● **Instructions for the task**:
Repeat the listing below in full.

----- Provided information -----

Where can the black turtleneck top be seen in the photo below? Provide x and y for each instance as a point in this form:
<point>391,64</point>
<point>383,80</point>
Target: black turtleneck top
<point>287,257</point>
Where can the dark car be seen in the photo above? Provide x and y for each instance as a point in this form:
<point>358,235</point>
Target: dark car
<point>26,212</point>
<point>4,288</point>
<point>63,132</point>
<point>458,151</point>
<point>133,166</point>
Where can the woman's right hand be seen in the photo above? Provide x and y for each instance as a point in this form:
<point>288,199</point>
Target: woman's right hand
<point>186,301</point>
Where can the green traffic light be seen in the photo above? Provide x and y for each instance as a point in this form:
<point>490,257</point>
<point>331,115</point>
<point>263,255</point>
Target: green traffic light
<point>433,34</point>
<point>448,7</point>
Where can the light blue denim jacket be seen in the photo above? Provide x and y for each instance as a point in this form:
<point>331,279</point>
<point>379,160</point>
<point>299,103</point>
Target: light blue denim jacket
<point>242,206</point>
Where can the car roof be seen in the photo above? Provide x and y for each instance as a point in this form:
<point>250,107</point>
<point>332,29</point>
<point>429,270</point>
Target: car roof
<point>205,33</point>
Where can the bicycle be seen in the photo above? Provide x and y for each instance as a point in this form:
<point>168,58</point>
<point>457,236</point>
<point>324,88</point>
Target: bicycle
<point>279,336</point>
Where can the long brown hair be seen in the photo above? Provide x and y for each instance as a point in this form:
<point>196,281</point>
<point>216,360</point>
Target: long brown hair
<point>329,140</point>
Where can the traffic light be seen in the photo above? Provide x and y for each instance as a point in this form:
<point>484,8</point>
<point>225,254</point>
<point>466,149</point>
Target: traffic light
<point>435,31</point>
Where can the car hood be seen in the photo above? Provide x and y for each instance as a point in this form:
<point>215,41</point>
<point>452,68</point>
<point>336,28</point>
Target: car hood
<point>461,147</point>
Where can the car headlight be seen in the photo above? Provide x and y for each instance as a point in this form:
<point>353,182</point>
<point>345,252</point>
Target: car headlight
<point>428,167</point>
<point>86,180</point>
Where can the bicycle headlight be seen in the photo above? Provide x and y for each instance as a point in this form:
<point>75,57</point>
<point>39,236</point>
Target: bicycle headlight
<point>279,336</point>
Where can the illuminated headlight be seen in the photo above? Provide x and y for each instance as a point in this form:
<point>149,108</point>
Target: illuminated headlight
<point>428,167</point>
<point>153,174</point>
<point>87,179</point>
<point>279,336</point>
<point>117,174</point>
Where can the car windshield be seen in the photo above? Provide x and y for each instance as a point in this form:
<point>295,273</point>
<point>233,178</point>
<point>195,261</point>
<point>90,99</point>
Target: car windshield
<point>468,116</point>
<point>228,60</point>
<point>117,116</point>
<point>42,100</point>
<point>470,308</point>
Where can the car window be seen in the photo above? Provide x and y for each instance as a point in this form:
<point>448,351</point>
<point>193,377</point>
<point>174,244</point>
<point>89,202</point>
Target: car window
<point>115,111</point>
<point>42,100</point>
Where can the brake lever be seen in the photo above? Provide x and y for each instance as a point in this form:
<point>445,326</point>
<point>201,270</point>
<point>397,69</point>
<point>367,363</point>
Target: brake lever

-----

● **Solved problem**:
Where can the black turtleneck top be seen in the photo below? Provide x and y for each instance as a point in this form:
<point>391,64</point>
<point>383,80</point>
Target: black turtleneck top
<point>287,257</point>
Where can the dark car be seen in the photo above? Provide x and y for each instance as a point in this form:
<point>358,235</point>
Target: dark car
<point>26,212</point>
<point>4,288</point>
<point>63,132</point>
<point>458,151</point>
<point>133,166</point>
Where can the woman's right hand be seen in the photo above? Provide x and y for each instance as a point in this form:
<point>288,199</point>
Target: woman's right hand
<point>186,301</point>
Where can the green traffic light be seen in the photo above? Provide x and y for each instance as a point in this form:
<point>490,257</point>
<point>331,115</point>
<point>263,255</point>
Target: green traffic light
<point>433,34</point>
<point>448,7</point>
Where can the light blue denim jacket be seen in the photo above? Provide x and y for each instance as a point in this form:
<point>331,279</point>
<point>379,160</point>
<point>299,103</point>
Target: light blue denim jacket
<point>242,206</point>
Where can the car roof be seen in the photo above? Provide x and y for each instance as a point in this form:
<point>250,107</point>
<point>332,29</point>
<point>429,270</point>
Target: car roof
<point>205,33</point>
Where can the bicycle be seen in the photo above? Provide x and y for each instance as a point in this form:
<point>168,58</point>
<point>457,236</point>
<point>324,88</point>
Target: bicycle
<point>279,336</point>
Where can the long brown hair be seen in the photo above? Provide x and y for each instance as a point in this form:
<point>196,281</point>
<point>216,360</point>
Target: long brown hair
<point>329,140</point>
Where can the traffic light be seen in the photo above? Provide x and y for each instance as a point in this form:
<point>484,8</point>
<point>225,254</point>
<point>466,149</point>
Target: traffic light
<point>435,31</point>
Where can the car hood be seen in the photo above? Provide x and y for each instance as a point in this form:
<point>215,41</point>
<point>452,68</point>
<point>336,28</point>
Target: car hood
<point>461,147</point>
Where can the car headlight be seen in the photo above? Provide x and y for each instance as a point in this form:
<point>353,182</point>
<point>345,252</point>
Target: car headlight
<point>428,167</point>
<point>86,180</point>
Where can the bicycle headlight be seen in the photo above? Provide x and y for each instance as a point in this form:
<point>75,57</point>
<point>39,236</point>
Target: bicycle headlight
<point>279,336</point>
Where can the illuminated headlight be seen in the photo above? Provide x and y for each instance as a point in this form:
<point>149,108</point>
Target: illuminated headlight
<point>428,167</point>
<point>153,174</point>
<point>87,179</point>
<point>279,336</point>
<point>117,174</point>
Where can the car windshield be seen in the photo above? Provide x and y for each instance as a point in this form:
<point>295,273</point>
<point>233,178</point>
<point>195,261</point>
<point>90,99</point>
Target: car windshield
<point>468,116</point>
<point>228,60</point>
<point>117,116</point>
<point>42,100</point>
<point>470,308</point>
Where can the car window be seen in the photo above? Provide x and y for each instance as a point in this form:
<point>448,351</point>
<point>193,377</point>
<point>174,244</point>
<point>89,202</point>
Target: car window
<point>115,111</point>
<point>42,100</point>
Where can the brake lever be seen in the photo above? Provide x and y for each instance as a point in this form:
<point>445,326</point>
<point>201,270</point>
<point>397,69</point>
<point>367,363</point>
Target: brake lever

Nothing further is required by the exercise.